Explore the material
1/ From the message about BitC, echo the passage from "BTW: as far" to "this year ;)".
2/ In the message about BitC, which three languages does the writer name as having nice concurrency models?

Excerpt
»»
The compiler should provide me with a set of "axioms" to build on to
make life easier. Apart from that, it should be as simple as
possible, in my opinion.
> 2. Much of this sort of thing is highly application dependent. We don't
> see BitC as a purely OS-oriented language (what a bad cost/benefit
> tradeoff *that* would be).
Oh, then I misinterpreted the scope a little. I was thinking that
"systems programming language" means "OS and maybe one layer above",
but not general-purpose.
I think its a perfectly reasonable thing to restrict the scope to a
specific type of application. Evidently, what BitC seems to be
designed for is bit-bashing and coping with a very spartanic
environment (quite what you have right after booting a processor),
while keeping things as safe as possible (type checking, ability to
reason about code).
Domain-specific languages help making code understandable because they
let the programmer concentrate on what needs to be done, with the
right level of details visible. Bonus points, if the host language
supports the construction and usage of DSLs in a natural way.
For example, Bossa <http://www.emn.fr/x-info/bossa/> does this for
On the other hand, why invent a new general-purpose language? There
are many reasonable ones with a sizeable head start. Getting from
scratch to a point where e.g. Gambit-C is right now is quite hard,
especially if the team is small, and the real task is something else.
So, this begs the question: [devil's advocate] why not reuse a
language and extend it where it is lacking?
BTW: two other language related things I'd like to shoot at you before
I forget: in <http://www.archub.org/arcsug.txt>, grep for "Dave Moon:
S-expressions are a bad idea" and "Dave Moon: Arc Syntax" (Note that I
do not necessarily agree to all of what is said there.)
> About the only piece I'm tempted to (someday) consider language support
> for is concurrency, but there only seem to be two classes of languages
> in the world:
> + languages without direct concurrency support
> + languages with bad concurrency support
Yes, there are many of these. But there's also Erlang
<http://www.erlang.org/>, Mozart <http://www.mozart-oz.org/> and Alice
<http://www.ps.uni-sb.de/alice/> which have nice concurrency models.
> E, please note, does not support concurrency in the sense that I
> mean; all behavior within a VAT is single-threaded behavior. In any
> case, the E model wouldn't be appropriate for an SMP kernel.
I don't know much about E besides the name, so I cannot immediately
comment on it. What is the role of a VAT?
Recently, I looked into SMP support of the NetBSD kernel, and even
with this rather coarse "Biglock" model it is not immediately obvious
what's going on, and more importantly, why.
Of course, with multi-core processors already there and the hype
around Cells, it is clear that good ways to express concurrency will
become more important, and a language supporting it has advantages,
But even with a single processor you get concurrency due to process
switching (in the form of interleaving semantics, seen from the
kernel) , and being able to specify this within the language might
e.g. help to avoid explicit locking schemes.
> At a high level, the more you build in to a language the more you have
> to build in to the prover and the less credible the verifications
Well, if there is something lacking in the language, it won't be long
until it is reinvented (likely in a poorer way than with compiler
support), and then the prover has to deal with it anyway. It's also a
question from where do you start to "trust"? :) At compiler level?
BTW: as far as I know, there is only one fully verified compiler
around which can bootstrap itself (VLISP).
BTW2: one can use macros to reason about code, see e.g. Kiselyov's
source transformations expressed as macros.
BTW3: although it might seem so, I am not trying to push macros. As I
said, I fully understand the issue of limited work force.
> > As I said, I was considering a future project along the same lines until I
> > found Coyotos.
> Then perhaps you should join this one!
Well, I'll be available at around end of this year ;)
Jokes aside, I see what I can do.
You find yourself in a twisty maze of kernel traps, all alike.
> go west
You find yourself in a twisty maze of kernel traps, all alike.
««
Data records
»»
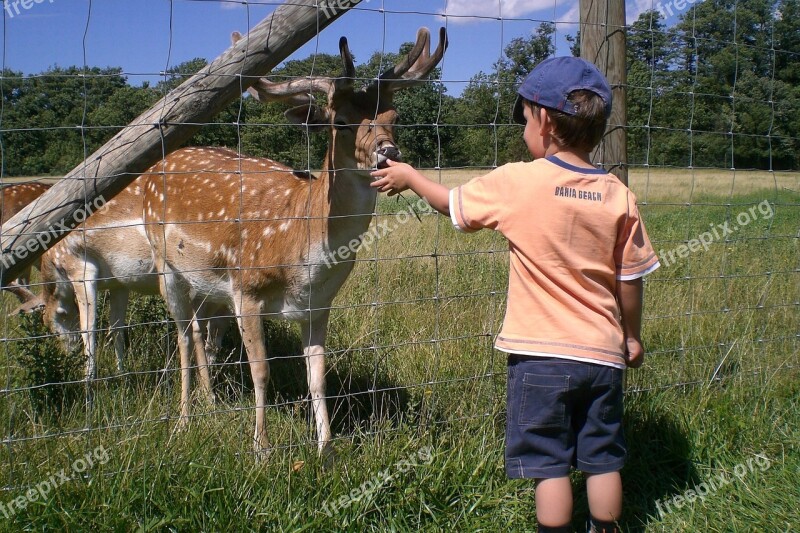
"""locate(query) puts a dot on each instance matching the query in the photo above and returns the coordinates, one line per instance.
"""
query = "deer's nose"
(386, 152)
««
»»
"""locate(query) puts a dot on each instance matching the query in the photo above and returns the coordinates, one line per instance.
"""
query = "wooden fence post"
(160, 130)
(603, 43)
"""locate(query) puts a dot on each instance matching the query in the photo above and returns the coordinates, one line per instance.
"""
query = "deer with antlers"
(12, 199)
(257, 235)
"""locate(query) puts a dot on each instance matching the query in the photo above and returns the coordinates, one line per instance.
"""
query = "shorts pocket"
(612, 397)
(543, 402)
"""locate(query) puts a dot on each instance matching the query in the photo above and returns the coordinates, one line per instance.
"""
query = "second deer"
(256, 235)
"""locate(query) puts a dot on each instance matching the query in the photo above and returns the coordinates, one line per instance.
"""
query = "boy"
««
Answers for the exercise
1/
BTW: as far as I know, there is only one fully verified compiler
around which can bootstrap itself (VLISP).
BTW2: one can use macros to reason about code, see e.g. Kiselyov's
source transformations expressed as macros.
BTW3: although it might seem so, I am not trying to push macros. As I
said, I fully understand the issue of limited work force.
> > As I said, I was considering a future project along the same lines until I
> > found Coyotos.
> Then perhaps you should join this one!
Well, I'll be available at around end of this year ;)

2/ Erlang, Mozart, and Alice.